• [REQUIREMENT]: Scan the records for "this" and copy each line that contains it.

Saved data entries
----------
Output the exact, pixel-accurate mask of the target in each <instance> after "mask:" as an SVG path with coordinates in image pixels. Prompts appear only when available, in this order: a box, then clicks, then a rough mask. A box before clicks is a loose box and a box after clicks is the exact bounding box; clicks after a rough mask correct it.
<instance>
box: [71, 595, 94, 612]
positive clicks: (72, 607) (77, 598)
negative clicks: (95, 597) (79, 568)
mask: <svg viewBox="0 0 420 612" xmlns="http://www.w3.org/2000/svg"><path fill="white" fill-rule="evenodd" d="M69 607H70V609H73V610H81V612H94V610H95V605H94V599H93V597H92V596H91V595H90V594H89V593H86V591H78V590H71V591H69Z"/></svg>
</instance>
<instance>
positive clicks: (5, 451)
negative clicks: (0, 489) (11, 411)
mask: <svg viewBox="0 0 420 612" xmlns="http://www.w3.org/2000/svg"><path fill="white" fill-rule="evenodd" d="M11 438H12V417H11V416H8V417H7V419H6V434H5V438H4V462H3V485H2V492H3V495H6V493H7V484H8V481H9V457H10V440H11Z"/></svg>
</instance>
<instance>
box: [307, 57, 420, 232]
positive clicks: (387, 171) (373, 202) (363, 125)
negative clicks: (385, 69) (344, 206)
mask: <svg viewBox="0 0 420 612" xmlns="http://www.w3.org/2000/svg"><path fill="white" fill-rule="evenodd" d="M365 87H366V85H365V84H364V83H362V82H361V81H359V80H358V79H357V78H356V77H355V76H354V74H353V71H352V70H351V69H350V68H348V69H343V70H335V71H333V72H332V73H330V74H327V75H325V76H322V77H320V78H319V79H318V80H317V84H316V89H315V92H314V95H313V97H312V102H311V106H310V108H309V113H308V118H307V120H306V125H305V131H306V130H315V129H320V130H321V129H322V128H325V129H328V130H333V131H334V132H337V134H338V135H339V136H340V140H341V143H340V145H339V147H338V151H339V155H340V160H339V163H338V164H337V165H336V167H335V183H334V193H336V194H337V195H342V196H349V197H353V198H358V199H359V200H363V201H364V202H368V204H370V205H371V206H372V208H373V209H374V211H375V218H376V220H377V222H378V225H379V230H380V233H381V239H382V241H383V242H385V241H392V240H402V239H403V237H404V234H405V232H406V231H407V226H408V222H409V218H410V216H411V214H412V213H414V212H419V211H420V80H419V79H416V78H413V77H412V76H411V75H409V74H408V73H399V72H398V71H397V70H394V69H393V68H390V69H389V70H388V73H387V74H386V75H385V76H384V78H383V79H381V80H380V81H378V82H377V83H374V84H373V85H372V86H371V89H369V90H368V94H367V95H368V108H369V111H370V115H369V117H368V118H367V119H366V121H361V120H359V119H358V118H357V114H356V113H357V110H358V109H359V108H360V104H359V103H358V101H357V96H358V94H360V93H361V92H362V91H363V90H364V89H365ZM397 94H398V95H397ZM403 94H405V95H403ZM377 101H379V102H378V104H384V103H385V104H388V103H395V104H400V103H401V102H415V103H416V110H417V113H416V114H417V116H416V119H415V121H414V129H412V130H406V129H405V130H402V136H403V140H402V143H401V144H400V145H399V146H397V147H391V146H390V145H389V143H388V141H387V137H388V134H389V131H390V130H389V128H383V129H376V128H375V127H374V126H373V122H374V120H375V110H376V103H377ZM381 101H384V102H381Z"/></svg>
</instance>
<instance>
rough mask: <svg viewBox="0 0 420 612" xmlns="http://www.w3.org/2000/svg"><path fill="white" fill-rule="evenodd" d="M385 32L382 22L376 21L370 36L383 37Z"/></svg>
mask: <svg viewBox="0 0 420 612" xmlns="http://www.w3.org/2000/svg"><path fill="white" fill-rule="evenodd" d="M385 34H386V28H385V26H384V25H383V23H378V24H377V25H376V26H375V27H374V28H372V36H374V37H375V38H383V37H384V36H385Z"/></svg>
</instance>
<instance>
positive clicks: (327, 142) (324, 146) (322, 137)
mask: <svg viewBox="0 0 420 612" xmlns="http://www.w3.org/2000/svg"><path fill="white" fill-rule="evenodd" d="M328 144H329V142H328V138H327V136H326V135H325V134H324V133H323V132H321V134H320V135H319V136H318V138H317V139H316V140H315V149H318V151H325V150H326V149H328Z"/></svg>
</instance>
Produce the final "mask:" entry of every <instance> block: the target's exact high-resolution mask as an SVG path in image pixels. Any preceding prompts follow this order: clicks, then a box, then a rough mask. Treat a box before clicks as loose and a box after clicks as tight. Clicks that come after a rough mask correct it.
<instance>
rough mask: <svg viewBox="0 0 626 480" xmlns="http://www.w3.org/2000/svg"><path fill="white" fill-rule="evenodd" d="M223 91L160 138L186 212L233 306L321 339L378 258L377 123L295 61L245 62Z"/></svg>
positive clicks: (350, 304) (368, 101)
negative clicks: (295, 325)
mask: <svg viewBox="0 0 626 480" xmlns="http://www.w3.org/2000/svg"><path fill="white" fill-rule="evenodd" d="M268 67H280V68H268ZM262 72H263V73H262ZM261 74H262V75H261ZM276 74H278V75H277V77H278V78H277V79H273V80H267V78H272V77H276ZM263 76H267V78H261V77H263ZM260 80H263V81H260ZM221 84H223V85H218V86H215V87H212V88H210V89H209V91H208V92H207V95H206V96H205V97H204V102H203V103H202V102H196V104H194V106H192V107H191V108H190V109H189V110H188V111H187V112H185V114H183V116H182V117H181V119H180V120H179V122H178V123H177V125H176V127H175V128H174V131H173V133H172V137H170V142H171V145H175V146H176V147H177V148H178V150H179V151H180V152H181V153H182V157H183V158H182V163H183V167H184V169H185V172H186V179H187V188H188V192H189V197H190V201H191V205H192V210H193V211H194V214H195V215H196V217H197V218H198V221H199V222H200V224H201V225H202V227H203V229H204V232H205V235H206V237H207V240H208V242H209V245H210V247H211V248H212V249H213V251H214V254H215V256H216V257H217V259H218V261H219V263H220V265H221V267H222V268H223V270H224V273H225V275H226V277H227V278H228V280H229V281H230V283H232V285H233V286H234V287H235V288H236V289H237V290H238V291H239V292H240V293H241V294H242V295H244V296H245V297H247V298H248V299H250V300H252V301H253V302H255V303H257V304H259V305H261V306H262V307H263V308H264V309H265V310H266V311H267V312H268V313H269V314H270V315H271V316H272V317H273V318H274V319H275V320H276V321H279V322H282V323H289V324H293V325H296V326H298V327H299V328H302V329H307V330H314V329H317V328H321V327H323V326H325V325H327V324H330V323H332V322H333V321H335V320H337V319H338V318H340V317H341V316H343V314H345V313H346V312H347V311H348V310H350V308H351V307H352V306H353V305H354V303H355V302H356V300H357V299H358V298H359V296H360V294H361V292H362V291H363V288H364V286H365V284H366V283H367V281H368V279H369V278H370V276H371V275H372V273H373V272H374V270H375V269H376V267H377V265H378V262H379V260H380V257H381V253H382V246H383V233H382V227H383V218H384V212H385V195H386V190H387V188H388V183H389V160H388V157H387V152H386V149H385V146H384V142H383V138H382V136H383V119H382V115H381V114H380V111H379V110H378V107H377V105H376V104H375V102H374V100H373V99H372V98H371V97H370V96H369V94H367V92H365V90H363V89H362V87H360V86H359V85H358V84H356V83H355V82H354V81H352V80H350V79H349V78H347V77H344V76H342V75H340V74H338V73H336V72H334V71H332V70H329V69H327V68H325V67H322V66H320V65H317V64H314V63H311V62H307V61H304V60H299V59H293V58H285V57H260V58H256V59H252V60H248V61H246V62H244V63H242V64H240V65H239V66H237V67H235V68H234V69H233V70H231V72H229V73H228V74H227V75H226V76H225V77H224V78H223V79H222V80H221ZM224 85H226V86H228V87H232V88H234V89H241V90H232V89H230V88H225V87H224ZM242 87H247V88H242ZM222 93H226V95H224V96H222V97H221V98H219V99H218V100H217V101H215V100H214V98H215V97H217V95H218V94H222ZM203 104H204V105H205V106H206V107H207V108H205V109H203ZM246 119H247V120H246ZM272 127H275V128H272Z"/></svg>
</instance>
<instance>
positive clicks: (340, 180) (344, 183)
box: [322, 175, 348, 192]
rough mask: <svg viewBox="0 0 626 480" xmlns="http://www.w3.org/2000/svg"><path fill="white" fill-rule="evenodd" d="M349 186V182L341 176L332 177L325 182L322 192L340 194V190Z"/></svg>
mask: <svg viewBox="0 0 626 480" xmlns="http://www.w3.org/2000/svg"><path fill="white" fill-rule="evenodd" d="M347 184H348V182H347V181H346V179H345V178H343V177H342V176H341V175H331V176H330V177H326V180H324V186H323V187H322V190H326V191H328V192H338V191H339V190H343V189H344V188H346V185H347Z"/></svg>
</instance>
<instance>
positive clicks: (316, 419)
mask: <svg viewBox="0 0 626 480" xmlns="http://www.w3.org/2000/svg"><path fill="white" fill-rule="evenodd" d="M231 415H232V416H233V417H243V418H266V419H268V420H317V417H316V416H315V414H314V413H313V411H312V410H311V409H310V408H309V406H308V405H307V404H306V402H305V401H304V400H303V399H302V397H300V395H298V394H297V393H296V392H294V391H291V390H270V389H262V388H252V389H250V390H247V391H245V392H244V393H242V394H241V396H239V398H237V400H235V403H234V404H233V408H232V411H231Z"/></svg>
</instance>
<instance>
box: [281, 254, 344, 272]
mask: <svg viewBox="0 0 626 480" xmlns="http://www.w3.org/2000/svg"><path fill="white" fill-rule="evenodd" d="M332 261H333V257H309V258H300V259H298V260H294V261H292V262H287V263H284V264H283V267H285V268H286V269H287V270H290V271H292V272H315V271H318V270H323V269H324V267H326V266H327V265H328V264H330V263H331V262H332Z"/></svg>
----------
• [RESPONSE TO THE EXERCISE]:
Output the exact, pixel-accurate mask of the target in each <instance> after "mask:" as an SVG path with coordinates in image pixels. Prompts appear only when available, in this order: a box, then clicks, then a rough mask. A box before clicks is a loose box and a box after clicks is the exact bounding box; clicks after a rough mask correct it.
Produce the final "mask:" entry of every <instance> block: the target's exact high-resolution mask as an SVG path in image pixels. Any preceding prompts follow this order: clicks, then a box, then a rough mask. Treat a box before clicks as loose and a box after clicks as tight. Clicks that come after a rough mask correct it.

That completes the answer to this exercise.